→ Exercise: Could you copy every line of the data that contains "marker"?

→ Raw data:
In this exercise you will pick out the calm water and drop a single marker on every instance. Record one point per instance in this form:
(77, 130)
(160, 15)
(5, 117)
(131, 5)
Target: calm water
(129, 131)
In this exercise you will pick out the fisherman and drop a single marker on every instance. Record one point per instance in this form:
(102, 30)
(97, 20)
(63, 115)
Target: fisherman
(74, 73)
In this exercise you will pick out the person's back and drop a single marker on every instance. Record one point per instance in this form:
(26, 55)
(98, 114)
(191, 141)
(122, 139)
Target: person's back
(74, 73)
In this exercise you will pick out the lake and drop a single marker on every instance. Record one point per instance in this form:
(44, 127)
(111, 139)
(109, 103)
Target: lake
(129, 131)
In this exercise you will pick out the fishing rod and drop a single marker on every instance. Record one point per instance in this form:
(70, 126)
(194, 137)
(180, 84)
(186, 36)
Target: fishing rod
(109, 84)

→ Task response:
In this exercise you will pick out the calm water and drop a single marker on every instance. Record one point per instance in this form:
In this exercise you will pick out the fisherman and drop a single marker on every instance. Record one point per instance in this form:
In this exercise you will pick out the person's back and drop a single marker on every instance. Record one point per instance in this form:
In this exercise you will pick out the lake and drop a single marker on every instance. Record one point per instance in this form:
In this exercise you will pick out the fishing rod and drop a single marker on every instance. Record one point per instance in this form:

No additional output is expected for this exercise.